(Records shown)
============================================================

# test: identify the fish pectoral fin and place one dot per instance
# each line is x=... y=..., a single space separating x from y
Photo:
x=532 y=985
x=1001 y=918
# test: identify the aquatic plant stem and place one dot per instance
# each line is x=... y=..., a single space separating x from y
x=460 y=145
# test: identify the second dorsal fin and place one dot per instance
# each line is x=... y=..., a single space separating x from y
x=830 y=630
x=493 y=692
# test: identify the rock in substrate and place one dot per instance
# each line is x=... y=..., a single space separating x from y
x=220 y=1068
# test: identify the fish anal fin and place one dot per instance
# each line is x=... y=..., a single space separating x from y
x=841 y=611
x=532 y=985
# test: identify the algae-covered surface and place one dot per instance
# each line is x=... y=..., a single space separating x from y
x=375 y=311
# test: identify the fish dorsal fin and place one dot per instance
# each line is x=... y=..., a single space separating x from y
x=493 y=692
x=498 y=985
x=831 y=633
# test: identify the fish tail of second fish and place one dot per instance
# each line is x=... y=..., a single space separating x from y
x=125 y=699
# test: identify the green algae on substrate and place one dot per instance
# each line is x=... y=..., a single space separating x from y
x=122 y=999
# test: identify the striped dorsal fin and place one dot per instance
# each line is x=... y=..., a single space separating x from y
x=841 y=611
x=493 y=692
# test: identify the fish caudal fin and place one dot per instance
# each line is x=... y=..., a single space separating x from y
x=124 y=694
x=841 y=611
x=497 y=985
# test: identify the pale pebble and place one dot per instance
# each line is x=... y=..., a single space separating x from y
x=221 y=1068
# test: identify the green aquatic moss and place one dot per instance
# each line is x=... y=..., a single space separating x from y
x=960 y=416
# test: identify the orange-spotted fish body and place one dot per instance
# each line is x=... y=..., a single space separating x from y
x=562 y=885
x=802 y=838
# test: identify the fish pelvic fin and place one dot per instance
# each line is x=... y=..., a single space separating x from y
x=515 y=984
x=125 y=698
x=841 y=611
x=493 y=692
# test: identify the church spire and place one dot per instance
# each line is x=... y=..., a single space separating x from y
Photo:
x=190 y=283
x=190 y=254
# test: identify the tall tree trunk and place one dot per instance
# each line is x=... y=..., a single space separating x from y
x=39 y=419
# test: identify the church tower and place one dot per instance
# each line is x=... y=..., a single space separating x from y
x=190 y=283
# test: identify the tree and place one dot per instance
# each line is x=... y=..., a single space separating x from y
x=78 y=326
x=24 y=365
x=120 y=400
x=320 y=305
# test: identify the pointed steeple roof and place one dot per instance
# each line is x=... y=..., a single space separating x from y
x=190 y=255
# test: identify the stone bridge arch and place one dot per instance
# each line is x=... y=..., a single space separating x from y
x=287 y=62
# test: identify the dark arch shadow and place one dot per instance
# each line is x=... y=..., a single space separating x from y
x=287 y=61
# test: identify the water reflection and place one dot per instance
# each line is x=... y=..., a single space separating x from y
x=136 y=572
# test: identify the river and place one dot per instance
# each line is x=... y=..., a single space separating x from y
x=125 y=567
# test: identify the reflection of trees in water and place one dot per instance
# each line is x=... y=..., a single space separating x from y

============================================================

(Task requirements) Present the lines from the one containing "# test: identify the reflection" through the end of the records as a Markdown table with the columns Row and Line text, skipping any blank lines.

(Solution for this exercise)
| Row | Line text |
|---|---|
| 1 | # test: identify the reflection of trees in water and place one dot per instance |
| 2 | # each line is x=... y=..., a single space separating x from y |